Stored records:
>>>

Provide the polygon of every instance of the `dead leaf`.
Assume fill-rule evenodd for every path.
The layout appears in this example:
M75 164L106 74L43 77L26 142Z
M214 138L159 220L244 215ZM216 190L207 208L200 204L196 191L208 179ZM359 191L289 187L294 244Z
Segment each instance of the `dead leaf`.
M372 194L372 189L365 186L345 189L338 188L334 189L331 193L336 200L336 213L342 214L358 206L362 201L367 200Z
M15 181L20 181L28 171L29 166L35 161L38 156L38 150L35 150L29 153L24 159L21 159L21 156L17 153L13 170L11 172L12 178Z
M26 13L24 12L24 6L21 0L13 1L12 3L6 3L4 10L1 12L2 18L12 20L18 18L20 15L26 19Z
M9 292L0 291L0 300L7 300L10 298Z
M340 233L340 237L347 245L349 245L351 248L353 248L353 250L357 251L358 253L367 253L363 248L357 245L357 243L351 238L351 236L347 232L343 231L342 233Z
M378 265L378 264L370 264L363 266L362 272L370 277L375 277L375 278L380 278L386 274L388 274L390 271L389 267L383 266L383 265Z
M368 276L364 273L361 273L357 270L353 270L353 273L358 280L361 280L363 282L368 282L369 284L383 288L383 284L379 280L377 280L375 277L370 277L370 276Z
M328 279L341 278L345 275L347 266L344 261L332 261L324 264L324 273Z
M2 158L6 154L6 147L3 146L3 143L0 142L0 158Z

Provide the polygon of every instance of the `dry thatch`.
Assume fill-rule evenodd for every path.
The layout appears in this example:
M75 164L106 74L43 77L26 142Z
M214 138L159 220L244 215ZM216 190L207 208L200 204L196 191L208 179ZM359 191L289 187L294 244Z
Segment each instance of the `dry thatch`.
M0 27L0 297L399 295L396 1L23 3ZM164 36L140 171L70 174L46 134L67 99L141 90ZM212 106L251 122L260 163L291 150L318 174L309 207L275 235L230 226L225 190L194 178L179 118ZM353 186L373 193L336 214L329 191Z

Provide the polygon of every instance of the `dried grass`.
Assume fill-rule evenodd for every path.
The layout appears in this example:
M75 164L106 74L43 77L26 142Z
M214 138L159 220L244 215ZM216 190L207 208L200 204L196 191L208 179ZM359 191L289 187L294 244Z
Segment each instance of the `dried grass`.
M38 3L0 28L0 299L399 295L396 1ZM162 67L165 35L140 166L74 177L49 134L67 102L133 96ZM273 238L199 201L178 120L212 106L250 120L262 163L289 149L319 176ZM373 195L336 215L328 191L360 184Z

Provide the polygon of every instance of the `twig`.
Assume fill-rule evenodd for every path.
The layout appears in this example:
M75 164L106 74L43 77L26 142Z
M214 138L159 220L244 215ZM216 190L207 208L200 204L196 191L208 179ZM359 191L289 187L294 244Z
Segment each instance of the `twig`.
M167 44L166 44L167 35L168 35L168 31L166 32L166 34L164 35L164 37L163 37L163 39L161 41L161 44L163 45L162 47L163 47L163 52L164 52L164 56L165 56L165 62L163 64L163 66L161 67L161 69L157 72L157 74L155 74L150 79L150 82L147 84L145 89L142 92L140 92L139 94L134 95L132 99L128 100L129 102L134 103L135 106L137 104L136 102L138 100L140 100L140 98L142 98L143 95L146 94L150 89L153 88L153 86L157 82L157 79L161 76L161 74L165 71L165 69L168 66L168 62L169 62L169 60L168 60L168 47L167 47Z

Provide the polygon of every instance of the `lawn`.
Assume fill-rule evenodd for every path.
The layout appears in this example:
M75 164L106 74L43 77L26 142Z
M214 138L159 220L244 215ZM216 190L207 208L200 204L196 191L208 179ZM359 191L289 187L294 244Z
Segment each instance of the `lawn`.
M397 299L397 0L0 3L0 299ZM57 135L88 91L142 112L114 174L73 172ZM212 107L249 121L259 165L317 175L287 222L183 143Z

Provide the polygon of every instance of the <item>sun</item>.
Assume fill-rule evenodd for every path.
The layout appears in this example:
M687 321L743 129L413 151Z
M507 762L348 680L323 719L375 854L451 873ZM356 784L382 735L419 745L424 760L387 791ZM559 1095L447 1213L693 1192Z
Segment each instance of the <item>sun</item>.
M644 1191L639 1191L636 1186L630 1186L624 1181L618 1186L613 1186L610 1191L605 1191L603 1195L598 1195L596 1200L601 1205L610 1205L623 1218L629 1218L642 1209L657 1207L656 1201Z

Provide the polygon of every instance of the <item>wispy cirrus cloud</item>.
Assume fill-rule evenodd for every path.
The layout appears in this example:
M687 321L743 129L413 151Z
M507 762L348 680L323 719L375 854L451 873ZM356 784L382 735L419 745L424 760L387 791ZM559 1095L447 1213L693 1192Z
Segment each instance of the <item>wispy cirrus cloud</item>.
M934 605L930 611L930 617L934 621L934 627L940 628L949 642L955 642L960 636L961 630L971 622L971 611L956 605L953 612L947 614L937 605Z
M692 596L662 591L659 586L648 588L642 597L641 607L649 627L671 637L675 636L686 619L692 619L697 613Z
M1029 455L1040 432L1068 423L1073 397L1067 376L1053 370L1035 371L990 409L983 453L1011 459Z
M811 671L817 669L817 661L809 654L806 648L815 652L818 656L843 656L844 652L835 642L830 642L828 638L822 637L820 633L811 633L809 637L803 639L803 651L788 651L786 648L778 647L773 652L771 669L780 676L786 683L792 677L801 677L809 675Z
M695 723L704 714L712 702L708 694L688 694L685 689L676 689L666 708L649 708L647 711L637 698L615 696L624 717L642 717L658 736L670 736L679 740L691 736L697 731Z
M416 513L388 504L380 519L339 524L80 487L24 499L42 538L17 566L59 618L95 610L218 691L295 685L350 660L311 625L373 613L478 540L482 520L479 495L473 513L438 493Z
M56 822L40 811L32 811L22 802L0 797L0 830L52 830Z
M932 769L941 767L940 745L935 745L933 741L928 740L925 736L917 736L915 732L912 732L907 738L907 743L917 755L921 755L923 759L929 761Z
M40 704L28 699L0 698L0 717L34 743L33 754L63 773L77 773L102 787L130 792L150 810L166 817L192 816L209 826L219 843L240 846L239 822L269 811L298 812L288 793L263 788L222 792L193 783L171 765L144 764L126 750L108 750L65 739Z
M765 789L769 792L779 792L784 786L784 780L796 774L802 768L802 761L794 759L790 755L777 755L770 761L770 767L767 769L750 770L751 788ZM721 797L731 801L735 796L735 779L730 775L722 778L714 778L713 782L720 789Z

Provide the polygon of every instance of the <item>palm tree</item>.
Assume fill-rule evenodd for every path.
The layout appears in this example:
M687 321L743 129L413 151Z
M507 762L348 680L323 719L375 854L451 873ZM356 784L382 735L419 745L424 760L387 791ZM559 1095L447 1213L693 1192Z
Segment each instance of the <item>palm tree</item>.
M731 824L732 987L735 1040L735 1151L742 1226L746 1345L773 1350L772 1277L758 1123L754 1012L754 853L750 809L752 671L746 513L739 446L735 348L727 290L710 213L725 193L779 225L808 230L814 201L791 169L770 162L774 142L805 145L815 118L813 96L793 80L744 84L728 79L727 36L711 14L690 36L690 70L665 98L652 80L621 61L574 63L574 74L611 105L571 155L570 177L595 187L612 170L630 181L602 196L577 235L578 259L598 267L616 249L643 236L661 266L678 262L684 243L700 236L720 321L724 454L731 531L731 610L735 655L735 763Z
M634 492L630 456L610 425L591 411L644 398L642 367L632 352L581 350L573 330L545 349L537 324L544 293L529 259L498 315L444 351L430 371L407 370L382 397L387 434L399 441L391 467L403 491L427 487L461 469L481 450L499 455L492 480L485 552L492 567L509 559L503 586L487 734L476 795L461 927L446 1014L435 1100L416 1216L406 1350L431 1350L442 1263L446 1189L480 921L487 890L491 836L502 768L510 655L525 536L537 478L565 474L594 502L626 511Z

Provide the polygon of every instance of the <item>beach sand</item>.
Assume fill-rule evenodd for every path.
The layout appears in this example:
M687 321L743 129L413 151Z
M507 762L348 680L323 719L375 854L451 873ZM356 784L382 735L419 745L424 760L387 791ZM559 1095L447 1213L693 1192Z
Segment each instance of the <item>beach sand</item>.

<<<

## [Activity]
What lines above contain the string "Provide"? Copy all of them.

## [Written answer]
Provide the polygon of every instance of the `dead leaf`.
Provide the polygon of every instance of the `dry thatch`.
Provide the polygon of every instance of the `dried grass`.
Provide the polygon of every instance of the `twig`.
Provide the polygon of every instance of the `lawn`.
Provide the polygon of every instance of the <item>sun</item>.
Provide the polygon of every instance of the <item>wispy cirrus cloud</item>.
Provide the polygon of every instance of the <item>palm tree</item>.
Provide the polygon of every instance of the <item>beach sand</item>.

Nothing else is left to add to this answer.